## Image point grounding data
= Beginning of Section =

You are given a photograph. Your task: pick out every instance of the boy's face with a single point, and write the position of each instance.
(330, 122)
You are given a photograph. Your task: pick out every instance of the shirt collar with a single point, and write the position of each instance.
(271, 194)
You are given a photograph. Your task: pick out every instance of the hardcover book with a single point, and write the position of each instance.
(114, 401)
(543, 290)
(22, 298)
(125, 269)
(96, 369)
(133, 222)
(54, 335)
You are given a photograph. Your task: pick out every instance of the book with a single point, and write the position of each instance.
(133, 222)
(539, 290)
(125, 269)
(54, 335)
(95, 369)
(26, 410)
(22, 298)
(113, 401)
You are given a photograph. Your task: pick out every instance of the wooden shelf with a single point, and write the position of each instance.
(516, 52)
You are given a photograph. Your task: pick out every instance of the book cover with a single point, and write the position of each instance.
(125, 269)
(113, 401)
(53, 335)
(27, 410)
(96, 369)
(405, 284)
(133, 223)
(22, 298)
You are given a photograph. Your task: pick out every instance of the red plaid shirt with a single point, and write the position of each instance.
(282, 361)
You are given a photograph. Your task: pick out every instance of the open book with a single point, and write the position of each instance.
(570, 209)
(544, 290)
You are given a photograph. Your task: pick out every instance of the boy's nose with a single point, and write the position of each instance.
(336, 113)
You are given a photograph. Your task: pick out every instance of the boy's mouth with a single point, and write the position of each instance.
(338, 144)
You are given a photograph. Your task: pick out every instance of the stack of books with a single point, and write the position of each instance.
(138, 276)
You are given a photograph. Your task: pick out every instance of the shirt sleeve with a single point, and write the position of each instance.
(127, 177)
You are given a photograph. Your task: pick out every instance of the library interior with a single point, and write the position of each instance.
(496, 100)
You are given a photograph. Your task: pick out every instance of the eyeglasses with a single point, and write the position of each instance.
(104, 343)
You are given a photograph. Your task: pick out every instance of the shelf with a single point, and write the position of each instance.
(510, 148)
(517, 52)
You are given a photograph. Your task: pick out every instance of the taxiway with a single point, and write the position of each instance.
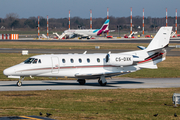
(115, 83)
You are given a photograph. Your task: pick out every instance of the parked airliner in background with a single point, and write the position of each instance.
(93, 66)
(86, 33)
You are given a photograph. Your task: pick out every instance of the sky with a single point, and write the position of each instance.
(81, 8)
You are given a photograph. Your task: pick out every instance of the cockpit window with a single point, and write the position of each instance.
(32, 60)
(29, 60)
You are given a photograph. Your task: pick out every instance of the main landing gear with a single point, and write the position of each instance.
(19, 83)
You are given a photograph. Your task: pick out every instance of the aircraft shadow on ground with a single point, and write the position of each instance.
(95, 84)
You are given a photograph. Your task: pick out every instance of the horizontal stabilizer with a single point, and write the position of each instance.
(161, 39)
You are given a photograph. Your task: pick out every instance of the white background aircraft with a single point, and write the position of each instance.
(86, 33)
(91, 66)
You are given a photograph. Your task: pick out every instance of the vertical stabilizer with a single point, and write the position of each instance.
(161, 39)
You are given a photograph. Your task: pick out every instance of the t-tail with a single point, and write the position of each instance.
(156, 49)
(104, 28)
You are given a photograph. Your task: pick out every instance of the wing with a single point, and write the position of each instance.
(97, 75)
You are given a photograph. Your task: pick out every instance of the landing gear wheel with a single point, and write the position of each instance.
(19, 84)
(102, 84)
(81, 81)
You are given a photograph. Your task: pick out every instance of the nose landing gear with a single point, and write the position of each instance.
(19, 83)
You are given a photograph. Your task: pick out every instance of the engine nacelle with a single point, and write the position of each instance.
(119, 59)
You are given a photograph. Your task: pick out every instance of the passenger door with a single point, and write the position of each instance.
(55, 65)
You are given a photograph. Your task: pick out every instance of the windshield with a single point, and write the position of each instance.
(29, 60)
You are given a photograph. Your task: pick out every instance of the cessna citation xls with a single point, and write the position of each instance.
(93, 66)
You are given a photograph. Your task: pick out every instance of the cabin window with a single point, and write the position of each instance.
(72, 61)
(88, 60)
(98, 60)
(29, 60)
(39, 61)
(35, 61)
(63, 60)
(80, 60)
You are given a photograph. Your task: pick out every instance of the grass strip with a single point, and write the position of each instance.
(92, 104)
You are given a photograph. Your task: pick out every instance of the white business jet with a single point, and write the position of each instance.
(87, 33)
(93, 66)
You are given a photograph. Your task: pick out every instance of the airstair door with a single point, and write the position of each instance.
(55, 65)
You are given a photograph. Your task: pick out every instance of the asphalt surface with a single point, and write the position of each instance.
(66, 51)
(115, 83)
(100, 40)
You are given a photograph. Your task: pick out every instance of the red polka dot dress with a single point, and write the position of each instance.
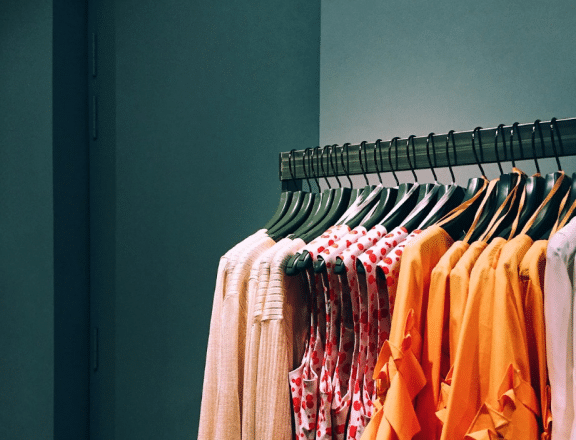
(332, 301)
(350, 279)
(328, 238)
(304, 379)
(390, 267)
(378, 317)
(346, 366)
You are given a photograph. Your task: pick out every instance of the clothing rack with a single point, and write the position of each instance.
(461, 151)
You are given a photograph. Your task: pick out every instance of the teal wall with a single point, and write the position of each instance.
(43, 221)
(195, 101)
(399, 68)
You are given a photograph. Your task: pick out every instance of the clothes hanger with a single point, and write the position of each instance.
(405, 201)
(427, 197)
(459, 225)
(406, 204)
(295, 202)
(387, 195)
(354, 191)
(339, 206)
(310, 200)
(449, 196)
(505, 184)
(368, 190)
(548, 215)
(384, 195)
(283, 205)
(325, 199)
(474, 183)
(534, 186)
(569, 202)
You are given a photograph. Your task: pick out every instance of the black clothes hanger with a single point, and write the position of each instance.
(310, 201)
(283, 205)
(368, 189)
(460, 224)
(505, 184)
(325, 199)
(384, 200)
(449, 196)
(420, 196)
(387, 195)
(339, 206)
(295, 203)
(425, 203)
(406, 204)
(354, 191)
(474, 183)
(534, 187)
(569, 202)
(549, 214)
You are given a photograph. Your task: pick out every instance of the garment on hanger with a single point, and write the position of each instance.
(400, 334)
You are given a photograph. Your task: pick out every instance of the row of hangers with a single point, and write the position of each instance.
(415, 205)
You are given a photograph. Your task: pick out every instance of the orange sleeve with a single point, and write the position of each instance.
(398, 374)
(532, 279)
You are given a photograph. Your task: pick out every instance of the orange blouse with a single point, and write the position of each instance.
(532, 278)
(398, 374)
(435, 352)
(470, 383)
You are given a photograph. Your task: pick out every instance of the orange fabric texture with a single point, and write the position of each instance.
(532, 278)
(435, 351)
(398, 374)
(459, 284)
(469, 387)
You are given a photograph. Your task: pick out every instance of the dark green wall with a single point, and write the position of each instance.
(43, 221)
(399, 68)
(195, 101)
(26, 222)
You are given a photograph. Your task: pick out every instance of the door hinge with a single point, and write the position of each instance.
(95, 349)
(94, 54)
(94, 117)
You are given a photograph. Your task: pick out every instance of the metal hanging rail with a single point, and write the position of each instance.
(462, 144)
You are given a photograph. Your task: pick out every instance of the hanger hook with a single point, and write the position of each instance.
(534, 126)
(395, 140)
(378, 146)
(290, 155)
(498, 130)
(363, 147)
(448, 137)
(554, 126)
(477, 129)
(334, 169)
(314, 153)
(411, 139)
(346, 167)
(322, 166)
(515, 127)
(428, 139)
(304, 168)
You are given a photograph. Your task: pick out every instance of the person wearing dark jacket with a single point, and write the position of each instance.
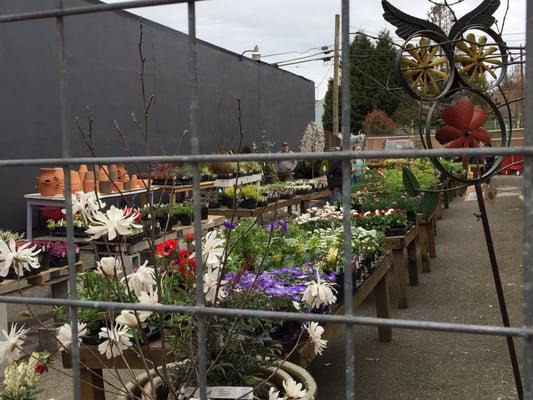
(334, 176)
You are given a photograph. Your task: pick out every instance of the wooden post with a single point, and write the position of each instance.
(414, 259)
(335, 131)
(398, 264)
(383, 309)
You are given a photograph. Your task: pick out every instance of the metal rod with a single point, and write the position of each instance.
(499, 287)
(95, 8)
(340, 155)
(528, 213)
(201, 350)
(65, 149)
(486, 330)
(349, 351)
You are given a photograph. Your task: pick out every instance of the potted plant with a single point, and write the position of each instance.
(249, 195)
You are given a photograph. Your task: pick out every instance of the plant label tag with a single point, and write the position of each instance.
(224, 392)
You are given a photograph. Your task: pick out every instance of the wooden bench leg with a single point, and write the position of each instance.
(413, 261)
(431, 239)
(92, 384)
(424, 248)
(398, 265)
(383, 309)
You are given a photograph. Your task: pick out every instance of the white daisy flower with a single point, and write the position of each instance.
(294, 390)
(117, 340)
(108, 265)
(64, 335)
(21, 258)
(12, 342)
(319, 293)
(112, 223)
(315, 332)
(87, 204)
(210, 286)
(273, 394)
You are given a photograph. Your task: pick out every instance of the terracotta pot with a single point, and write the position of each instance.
(134, 182)
(46, 182)
(106, 186)
(82, 171)
(103, 174)
(75, 182)
(88, 182)
(113, 172)
(60, 182)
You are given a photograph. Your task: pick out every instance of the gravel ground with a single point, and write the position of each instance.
(422, 365)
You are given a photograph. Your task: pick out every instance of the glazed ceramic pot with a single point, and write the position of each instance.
(46, 182)
(82, 171)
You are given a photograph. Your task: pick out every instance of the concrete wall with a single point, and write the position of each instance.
(103, 74)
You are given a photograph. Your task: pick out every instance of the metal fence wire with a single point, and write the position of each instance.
(199, 310)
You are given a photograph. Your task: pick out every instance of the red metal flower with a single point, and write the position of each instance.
(464, 125)
(166, 248)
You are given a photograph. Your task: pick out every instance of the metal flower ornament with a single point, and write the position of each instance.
(454, 75)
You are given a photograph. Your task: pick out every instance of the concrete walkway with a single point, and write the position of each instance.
(422, 365)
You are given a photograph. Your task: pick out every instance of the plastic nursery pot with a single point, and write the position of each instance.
(155, 389)
(248, 203)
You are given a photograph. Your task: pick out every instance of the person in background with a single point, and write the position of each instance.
(286, 168)
(334, 176)
(358, 166)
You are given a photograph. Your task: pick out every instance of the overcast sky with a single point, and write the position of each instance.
(301, 27)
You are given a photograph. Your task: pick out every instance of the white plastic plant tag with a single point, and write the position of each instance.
(224, 392)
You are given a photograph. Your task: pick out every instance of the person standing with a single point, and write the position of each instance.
(286, 168)
(358, 166)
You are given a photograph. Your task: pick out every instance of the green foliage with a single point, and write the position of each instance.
(370, 62)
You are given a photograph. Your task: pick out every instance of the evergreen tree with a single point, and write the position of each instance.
(369, 61)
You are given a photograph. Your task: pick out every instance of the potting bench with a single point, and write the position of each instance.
(399, 245)
(376, 283)
(38, 200)
(258, 212)
(56, 277)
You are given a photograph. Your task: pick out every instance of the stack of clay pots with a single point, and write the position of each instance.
(104, 179)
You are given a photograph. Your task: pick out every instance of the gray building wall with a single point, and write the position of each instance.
(103, 74)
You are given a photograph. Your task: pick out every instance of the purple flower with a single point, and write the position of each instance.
(229, 224)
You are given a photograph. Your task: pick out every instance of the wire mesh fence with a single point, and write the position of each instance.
(200, 311)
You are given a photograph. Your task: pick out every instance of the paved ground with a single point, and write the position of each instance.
(421, 365)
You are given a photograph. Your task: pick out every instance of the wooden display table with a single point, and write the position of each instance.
(272, 207)
(56, 277)
(182, 190)
(427, 228)
(398, 245)
(376, 283)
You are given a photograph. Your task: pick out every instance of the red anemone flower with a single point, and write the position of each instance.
(166, 248)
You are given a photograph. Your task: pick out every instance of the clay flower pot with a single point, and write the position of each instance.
(113, 172)
(82, 171)
(75, 182)
(134, 182)
(46, 182)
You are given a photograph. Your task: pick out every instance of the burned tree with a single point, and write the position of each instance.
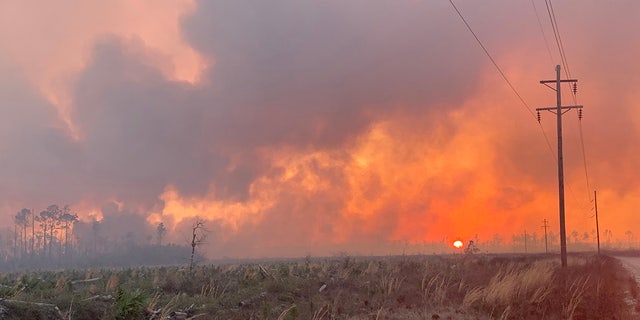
(161, 230)
(196, 239)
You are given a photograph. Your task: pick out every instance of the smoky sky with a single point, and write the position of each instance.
(285, 73)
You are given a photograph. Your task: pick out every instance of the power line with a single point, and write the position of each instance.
(563, 57)
(492, 60)
(495, 64)
(544, 36)
(556, 34)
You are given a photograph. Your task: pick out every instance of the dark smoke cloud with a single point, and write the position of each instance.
(302, 75)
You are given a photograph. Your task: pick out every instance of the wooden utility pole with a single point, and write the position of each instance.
(595, 200)
(559, 110)
(546, 246)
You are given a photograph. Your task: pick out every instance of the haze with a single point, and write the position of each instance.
(314, 127)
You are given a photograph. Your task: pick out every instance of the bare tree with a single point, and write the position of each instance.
(67, 219)
(196, 239)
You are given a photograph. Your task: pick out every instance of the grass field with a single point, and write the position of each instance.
(399, 287)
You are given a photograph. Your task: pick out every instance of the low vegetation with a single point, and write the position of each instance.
(402, 287)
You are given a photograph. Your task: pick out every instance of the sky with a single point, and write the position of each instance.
(314, 127)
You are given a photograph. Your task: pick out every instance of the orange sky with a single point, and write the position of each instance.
(320, 126)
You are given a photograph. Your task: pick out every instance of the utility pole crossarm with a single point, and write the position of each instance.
(556, 81)
(559, 110)
(556, 108)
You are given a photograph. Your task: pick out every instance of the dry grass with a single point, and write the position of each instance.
(514, 284)
(419, 287)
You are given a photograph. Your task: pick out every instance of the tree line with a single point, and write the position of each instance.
(48, 233)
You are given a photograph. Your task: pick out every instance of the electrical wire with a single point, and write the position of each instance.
(565, 63)
(504, 77)
(525, 104)
(544, 36)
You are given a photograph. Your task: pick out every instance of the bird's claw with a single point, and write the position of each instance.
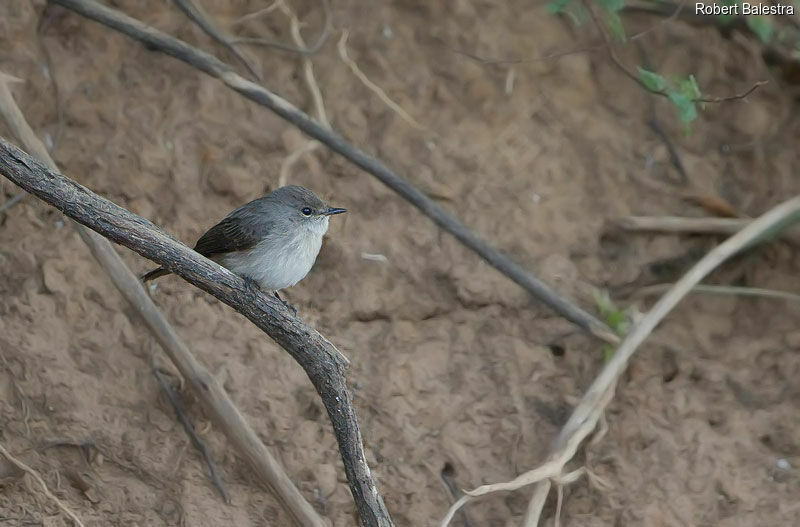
(287, 304)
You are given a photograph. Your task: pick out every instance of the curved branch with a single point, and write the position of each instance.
(322, 362)
(212, 66)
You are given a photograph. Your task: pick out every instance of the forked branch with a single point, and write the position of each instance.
(322, 362)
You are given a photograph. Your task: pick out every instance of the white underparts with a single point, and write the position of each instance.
(282, 258)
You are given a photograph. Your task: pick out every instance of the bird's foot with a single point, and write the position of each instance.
(287, 304)
(252, 283)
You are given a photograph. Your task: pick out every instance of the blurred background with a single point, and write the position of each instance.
(514, 117)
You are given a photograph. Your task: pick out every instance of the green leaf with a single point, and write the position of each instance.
(557, 6)
(652, 80)
(615, 25)
(761, 26)
(687, 109)
(608, 352)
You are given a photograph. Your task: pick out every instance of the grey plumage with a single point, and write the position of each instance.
(272, 240)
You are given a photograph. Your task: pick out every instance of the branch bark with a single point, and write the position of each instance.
(212, 66)
(215, 400)
(322, 362)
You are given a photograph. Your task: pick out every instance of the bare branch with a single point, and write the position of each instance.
(321, 361)
(209, 391)
(204, 22)
(589, 410)
(209, 64)
(299, 49)
(180, 414)
(635, 78)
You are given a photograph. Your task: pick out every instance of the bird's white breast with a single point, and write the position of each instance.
(281, 259)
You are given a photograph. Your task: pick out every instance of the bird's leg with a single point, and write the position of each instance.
(287, 304)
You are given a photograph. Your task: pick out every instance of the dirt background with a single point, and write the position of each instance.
(451, 363)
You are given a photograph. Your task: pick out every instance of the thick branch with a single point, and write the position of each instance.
(322, 362)
(215, 400)
(209, 64)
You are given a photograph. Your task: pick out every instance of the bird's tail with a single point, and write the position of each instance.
(155, 273)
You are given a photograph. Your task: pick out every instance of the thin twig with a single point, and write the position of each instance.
(198, 443)
(258, 14)
(12, 201)
(661, 23)
(35, 475)
(283, 108)
(208, 389)
(734, 290)
(674, 158)
(590, 409)
(586, 414)
(203, 21)
(300, 50)
(316, 96)
(51, 73)
(322, 362)
(684, 225)
(377, 90)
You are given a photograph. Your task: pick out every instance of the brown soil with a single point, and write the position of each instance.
(451, 363)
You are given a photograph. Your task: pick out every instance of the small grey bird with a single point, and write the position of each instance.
(273, 241)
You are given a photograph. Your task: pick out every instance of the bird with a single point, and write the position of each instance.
(272, 241)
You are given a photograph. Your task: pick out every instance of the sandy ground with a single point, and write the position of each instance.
(452, 365)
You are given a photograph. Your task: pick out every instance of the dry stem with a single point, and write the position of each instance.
(589, 410)
(212, 66)
(209, 391)
(35, 475)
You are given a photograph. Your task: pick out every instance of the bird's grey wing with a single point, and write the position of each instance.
(230, 235)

= End of Section =

## Problem description
The answer consists of the line holding "the bird's grey" and every line after it up to the end of the records, word for word.

## Answer to this problem
You are given a photograph. Your task: pick out every instance of the bird's grey wing with a single point, and write the position of each instance.
(230, 235)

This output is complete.